→ **Excerpt**

▬▬▬▬▬▬▬▬▬▬

Even though I wrote a lot growing up, my dad never heard most of my pop songs. He died before the Argument formed and before I graduated with my composition degree. He did hear a few less-than-stellar cover gigs and even booked my first gig for me at age 15, new year's eve at his friend's restaurant in Clarksburg (see earlier blog: "My First Band"). He also helped me with some lyrics on songs I was starting to write for myself at 19. However because of him, not only was I prepared to make music my life but I chose to. My dad's passing away keeps me grounded. It reminds me why I do this through the ups and the downs with no promise, just the hope of success. My dad gave me so much knowledge and taught me how to be passionate about music and it'd be a shame to let that go to waste.

This blog is only a fraction of my memory of my dad. Somehow, I ended up with so much more than 20 years of memories, but these are the "music" ones. I could go on and on about his sense of humor and wit, his creativity, his passion for family, his love for film and tv but I'd fill the entire internet.

Losing my best friend, my idol, my father was the hardest thing I've ever been through in my life. Its so personal but also universal because everyone loses someone in their life and is left with a huge hole and only tiny memories to fill it. Thanks for reading a few of my tiny memories.

s

Here is the song, "Foot of the Stairs", I wrote about my dad that is on my EP: http://blip.fm/~5fncz
Wednesday, February 25, 2009 

Here's the WVU Daily Athenaeum article about this Thursday's show in Morgantown... Hope to see some of ya there!

▬▬▬▬▬▬▬▬▬▬

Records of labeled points

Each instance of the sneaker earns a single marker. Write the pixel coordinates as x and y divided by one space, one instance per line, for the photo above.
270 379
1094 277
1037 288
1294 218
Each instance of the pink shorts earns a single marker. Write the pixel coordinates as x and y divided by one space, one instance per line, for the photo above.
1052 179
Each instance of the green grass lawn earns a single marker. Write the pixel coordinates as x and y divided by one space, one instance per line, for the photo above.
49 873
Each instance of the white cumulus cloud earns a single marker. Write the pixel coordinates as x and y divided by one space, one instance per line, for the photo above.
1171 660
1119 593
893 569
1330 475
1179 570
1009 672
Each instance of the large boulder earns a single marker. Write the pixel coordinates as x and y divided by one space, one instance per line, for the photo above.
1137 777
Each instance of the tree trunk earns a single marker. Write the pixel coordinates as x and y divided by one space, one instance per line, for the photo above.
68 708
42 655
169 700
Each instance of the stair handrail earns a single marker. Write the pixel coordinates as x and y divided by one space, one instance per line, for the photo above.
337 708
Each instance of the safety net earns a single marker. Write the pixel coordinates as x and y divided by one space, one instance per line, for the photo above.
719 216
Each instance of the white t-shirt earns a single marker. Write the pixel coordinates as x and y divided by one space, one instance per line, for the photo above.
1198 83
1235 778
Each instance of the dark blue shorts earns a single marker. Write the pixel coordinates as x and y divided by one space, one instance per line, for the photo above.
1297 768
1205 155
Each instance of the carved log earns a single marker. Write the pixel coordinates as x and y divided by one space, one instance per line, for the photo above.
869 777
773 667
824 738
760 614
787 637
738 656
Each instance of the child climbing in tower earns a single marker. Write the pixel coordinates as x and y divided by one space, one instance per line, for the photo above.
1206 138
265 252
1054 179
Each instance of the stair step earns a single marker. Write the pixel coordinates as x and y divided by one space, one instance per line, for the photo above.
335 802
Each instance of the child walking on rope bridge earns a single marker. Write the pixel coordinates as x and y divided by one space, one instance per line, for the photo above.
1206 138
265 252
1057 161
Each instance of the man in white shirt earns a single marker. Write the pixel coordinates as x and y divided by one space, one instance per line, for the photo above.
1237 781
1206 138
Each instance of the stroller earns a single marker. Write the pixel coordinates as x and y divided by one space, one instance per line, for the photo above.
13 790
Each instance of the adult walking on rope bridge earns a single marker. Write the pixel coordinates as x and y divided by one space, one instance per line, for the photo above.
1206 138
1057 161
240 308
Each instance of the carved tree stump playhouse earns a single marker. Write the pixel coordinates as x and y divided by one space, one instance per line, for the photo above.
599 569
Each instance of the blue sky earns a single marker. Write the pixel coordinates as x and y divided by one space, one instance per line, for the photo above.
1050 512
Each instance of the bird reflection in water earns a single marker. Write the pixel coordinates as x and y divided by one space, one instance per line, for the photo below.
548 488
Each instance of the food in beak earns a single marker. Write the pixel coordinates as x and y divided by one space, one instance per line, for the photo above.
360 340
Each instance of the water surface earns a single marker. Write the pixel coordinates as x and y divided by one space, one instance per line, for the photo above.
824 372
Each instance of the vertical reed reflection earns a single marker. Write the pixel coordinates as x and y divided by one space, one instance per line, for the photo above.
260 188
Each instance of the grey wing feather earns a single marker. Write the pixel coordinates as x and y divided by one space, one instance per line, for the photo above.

▬▬▬▬▬▬▬▬▬▬

→ **Stated task**
Copy from the blog post the stretch from "This blog is" through "my tiny memories.".

→ **Task response**
This blog is only a fraction of my memory of my dad. Somehow, I ended up with so much more than 20 years of memories, but these are the "music" ones. I could go on and on about his sense of humor and wit, his creativity, his passion for family, his love for film and tv but I'd fill the entire internet.

Losing my best friend, my idol, my father was the hardest thing I've ever been through in my life. Its so personal but also universal because everyone loses someone in their life and is left with a huge hole and only tiny memories to fill it. Thanks for reading a few of my tiny memories.